> [DIRECTIONS]
The expected output is every entry, repeated word for word.

> [GIVEN RECORDS]
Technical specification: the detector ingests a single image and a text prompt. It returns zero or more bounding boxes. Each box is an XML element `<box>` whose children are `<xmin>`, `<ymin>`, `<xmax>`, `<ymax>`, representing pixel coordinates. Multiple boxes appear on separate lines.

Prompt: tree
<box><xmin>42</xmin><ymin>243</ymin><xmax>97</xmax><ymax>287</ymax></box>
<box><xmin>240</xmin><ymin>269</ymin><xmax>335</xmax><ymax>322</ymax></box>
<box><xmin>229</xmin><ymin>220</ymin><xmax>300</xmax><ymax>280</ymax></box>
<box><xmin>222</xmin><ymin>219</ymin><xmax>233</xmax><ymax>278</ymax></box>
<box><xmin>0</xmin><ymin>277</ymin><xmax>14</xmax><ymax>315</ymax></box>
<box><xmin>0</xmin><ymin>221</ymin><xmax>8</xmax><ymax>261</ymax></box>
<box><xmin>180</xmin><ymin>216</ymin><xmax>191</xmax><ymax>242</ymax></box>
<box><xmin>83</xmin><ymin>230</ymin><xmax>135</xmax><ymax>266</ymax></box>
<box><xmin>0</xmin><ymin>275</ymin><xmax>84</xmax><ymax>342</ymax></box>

> [TASK RESPONSE]
Technical specification: the detector ingests a single image and a text prompt. It returns zero or more bounding boxes. Each box is an XML element `<box>` whose children are `<xmin>`, `<ymin>`, `<xmax>`, `<ymax>`, representing pixel coordinates. Multiple boxes appear on separate lines.

Prompt: tree
<box><xmin>42</xmin><ymin>243</ymin><xmax>97</xmax><ymax>287</ymax></box>
<box><xmin>240</xmin><ymin>269</ymin><xmax>335</xmax><ymax>322</ymax></box>
<box><xmin>229</xmin><ymin>220</ymin><xmax>300</xmax><ymax>280</ymax></box>
<box><xmin>222</xmin><ymin>219</ymin><xmax>233</xmax><ymax>278</ymax></box>
<box><xmin>0</xmin><ymin>277</ymin><xmax>14</xmax><ymax>315</ymax></box>
<box><xmin>0</xmin><ymin>221</ymin><xmax>8</xmax><ymax>261</ymax></box>
<box><xmin>180</xmin><ymin>216</ymin><xmax>191</xmax><ymax>242</ymax></box>
<box><xmin>83</xmin><ymin>230</ymin><xmax>135</xmax><ymax>266</ymax></box>
<box><xmin>0</xmin><ymin>275</ymin><xmax>84</xmax><ymax>342</ymax></box>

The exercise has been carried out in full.